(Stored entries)

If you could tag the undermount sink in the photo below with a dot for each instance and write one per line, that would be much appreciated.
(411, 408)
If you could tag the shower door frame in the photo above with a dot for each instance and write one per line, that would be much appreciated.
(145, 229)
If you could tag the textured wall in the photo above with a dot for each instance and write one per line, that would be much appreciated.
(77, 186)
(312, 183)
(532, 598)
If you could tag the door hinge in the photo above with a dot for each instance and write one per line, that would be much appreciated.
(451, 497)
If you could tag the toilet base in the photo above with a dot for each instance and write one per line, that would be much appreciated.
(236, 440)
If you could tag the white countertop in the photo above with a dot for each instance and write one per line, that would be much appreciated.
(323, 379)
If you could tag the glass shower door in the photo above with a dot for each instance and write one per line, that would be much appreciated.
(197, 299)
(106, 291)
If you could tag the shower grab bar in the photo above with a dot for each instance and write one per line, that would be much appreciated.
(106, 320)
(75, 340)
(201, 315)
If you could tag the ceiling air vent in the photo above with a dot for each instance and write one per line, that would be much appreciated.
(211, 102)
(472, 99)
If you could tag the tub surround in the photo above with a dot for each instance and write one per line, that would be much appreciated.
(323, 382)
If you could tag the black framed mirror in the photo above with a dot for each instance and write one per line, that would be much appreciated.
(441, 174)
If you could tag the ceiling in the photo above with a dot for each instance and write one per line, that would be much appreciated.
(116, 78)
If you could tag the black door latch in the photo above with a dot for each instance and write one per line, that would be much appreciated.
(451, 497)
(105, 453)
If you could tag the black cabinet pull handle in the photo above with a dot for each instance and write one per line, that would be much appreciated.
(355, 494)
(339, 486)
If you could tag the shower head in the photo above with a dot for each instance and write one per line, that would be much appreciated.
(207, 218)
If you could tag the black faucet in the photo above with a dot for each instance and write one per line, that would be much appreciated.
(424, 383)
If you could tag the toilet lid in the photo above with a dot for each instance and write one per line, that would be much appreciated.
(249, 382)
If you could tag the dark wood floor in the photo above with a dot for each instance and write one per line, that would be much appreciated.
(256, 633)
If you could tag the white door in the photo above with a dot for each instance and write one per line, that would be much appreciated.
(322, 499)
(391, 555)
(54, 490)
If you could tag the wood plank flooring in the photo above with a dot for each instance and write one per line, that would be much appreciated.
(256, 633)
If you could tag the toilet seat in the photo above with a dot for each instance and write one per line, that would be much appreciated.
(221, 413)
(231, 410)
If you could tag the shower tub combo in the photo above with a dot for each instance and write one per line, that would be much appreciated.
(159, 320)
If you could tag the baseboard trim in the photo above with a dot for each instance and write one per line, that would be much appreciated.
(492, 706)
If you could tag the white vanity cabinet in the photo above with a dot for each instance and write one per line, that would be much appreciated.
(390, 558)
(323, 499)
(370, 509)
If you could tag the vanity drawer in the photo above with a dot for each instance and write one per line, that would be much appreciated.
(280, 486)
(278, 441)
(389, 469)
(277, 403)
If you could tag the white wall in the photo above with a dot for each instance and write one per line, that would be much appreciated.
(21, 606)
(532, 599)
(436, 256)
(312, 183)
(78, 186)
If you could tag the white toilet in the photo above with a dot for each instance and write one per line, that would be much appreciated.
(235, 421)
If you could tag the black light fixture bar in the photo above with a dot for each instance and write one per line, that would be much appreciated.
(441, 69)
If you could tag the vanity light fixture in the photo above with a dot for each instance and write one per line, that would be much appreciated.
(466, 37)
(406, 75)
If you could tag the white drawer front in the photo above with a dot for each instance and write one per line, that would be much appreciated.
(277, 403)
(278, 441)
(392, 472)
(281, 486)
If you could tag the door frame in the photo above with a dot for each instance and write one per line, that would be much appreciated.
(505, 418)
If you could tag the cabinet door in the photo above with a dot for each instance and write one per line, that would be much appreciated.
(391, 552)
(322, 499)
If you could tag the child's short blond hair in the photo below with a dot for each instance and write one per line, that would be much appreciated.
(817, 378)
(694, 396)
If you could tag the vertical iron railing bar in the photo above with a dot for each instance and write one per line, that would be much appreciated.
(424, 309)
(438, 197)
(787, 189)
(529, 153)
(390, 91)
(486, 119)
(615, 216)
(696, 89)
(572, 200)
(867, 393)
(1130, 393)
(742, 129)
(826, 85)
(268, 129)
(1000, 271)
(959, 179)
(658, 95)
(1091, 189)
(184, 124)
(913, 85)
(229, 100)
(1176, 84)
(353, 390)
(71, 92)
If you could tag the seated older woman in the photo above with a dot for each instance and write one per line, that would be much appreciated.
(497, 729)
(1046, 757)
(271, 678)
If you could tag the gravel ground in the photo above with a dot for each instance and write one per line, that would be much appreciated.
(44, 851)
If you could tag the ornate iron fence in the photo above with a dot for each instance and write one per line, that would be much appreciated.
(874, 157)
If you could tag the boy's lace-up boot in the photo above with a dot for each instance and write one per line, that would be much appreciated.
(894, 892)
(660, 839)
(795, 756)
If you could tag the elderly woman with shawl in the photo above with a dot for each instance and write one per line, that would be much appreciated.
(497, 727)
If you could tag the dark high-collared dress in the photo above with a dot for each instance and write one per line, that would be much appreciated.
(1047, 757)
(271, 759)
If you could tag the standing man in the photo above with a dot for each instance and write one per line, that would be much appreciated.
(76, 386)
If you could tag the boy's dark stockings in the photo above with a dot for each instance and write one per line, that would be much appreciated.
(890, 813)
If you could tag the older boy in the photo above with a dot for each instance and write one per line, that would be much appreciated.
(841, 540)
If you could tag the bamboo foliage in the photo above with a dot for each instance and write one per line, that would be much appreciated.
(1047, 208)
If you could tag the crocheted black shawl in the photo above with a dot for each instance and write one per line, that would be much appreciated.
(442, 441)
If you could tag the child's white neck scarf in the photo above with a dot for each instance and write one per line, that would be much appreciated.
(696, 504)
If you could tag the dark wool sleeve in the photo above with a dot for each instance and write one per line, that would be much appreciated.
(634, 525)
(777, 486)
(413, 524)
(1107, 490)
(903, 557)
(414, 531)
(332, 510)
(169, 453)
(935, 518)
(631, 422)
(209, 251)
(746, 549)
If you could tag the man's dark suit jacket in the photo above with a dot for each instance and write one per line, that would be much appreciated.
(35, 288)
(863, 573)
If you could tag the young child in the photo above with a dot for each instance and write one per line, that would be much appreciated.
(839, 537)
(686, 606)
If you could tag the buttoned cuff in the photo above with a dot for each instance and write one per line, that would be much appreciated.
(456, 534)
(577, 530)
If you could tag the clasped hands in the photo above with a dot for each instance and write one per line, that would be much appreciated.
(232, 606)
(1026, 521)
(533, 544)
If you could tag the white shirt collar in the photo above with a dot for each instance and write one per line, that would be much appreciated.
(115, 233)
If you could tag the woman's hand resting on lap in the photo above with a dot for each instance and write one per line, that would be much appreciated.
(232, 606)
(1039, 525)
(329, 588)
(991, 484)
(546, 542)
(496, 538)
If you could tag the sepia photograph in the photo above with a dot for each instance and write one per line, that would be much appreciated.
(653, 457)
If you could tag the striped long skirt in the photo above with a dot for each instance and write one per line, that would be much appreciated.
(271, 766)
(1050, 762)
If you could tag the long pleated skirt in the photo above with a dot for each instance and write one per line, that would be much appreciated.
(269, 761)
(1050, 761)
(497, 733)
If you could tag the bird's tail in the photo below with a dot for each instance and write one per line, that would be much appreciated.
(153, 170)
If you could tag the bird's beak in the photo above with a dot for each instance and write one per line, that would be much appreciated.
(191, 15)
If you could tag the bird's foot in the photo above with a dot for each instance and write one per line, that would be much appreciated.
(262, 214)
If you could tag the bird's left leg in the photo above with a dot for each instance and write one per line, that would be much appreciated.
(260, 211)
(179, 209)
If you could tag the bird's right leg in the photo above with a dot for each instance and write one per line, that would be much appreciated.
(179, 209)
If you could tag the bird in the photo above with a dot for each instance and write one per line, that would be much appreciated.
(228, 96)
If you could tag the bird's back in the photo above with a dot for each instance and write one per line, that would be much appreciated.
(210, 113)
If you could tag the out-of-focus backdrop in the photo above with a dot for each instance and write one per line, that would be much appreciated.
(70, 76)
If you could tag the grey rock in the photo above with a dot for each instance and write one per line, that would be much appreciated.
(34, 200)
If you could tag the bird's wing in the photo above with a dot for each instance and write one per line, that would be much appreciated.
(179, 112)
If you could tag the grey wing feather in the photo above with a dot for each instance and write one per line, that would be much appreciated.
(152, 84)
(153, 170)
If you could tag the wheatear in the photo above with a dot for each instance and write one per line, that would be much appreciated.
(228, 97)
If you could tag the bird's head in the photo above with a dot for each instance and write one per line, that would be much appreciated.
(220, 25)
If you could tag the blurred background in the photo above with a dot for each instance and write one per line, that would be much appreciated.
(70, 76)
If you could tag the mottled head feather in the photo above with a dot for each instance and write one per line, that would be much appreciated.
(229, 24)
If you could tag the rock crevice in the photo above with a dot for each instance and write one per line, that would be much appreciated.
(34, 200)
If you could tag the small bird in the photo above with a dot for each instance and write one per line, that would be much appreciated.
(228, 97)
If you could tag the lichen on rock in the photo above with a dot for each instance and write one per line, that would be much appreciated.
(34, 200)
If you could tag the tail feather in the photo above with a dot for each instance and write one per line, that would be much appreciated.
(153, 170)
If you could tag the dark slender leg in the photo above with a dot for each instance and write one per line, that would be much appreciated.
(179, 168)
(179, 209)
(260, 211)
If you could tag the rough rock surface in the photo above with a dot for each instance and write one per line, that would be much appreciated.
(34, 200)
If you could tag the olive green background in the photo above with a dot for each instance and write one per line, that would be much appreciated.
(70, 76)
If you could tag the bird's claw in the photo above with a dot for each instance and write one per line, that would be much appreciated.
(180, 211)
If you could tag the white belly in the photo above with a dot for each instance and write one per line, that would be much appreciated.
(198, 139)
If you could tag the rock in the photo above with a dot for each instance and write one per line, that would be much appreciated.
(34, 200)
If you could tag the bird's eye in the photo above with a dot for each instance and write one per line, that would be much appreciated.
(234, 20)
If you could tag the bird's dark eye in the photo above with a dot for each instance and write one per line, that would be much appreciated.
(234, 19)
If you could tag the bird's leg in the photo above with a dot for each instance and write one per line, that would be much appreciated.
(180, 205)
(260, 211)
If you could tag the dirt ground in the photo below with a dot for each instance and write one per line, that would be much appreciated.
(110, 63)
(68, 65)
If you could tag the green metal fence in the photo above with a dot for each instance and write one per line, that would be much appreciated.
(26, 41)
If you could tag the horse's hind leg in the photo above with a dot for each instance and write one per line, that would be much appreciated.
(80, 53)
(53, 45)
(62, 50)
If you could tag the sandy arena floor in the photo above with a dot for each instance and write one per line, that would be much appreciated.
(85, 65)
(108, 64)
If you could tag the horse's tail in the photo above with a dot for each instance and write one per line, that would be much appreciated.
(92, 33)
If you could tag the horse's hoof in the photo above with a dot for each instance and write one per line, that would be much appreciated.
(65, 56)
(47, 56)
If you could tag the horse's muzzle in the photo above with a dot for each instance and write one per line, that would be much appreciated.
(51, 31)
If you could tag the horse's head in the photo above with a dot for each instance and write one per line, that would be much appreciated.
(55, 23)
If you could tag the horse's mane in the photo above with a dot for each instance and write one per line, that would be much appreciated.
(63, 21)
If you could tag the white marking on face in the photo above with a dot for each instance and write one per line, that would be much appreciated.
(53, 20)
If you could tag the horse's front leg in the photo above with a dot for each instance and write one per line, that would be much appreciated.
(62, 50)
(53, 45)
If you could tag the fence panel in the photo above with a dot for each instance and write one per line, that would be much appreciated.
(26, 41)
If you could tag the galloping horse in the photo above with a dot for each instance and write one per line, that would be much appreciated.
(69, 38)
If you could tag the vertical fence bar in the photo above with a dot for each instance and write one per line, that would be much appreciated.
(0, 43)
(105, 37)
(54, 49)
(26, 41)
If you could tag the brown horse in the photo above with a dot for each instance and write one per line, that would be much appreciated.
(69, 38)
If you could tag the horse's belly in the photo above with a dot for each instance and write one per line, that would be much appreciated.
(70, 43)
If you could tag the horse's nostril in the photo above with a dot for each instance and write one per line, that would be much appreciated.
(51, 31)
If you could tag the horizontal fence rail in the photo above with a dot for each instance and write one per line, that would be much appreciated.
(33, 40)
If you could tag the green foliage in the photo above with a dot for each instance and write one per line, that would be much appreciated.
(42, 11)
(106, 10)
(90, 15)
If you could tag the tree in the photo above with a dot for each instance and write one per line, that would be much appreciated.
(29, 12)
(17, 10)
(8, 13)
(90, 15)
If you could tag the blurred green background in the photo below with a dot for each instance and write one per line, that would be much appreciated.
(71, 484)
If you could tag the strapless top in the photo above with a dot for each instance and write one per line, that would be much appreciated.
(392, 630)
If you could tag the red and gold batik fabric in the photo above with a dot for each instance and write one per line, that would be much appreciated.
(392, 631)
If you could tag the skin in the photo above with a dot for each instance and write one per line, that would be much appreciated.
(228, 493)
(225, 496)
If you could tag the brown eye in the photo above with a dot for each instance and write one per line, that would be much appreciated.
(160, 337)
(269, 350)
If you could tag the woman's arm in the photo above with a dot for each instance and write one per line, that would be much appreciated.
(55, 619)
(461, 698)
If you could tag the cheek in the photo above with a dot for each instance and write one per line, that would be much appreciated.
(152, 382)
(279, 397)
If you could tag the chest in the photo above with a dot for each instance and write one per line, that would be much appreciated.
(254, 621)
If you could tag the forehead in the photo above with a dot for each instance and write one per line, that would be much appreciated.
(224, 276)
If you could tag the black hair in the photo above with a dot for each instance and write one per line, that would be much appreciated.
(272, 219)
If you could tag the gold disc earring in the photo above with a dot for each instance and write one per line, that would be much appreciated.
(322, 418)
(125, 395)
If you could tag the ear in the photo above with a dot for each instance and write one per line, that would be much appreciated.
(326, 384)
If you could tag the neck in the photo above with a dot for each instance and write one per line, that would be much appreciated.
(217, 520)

> [What to produce]: Convert the lines from the one containing "If you could tag the ear" through the last line of the entries above, both included, into a Markdown table with the columns Row and Line. Leave out any blank lines.

> [Reply]:
| Row | Line |
|---|---|
| 1 | If you could tag the ear in the photo above with a dot for each instance and write one per line, that would be much appreciated. |
| 2 | (326, 384) |
| 3 | If you could tag the neck in the photo above with a dot for each instance and write one per line, that would be much appreciated. |
| 4 | (217, 520) |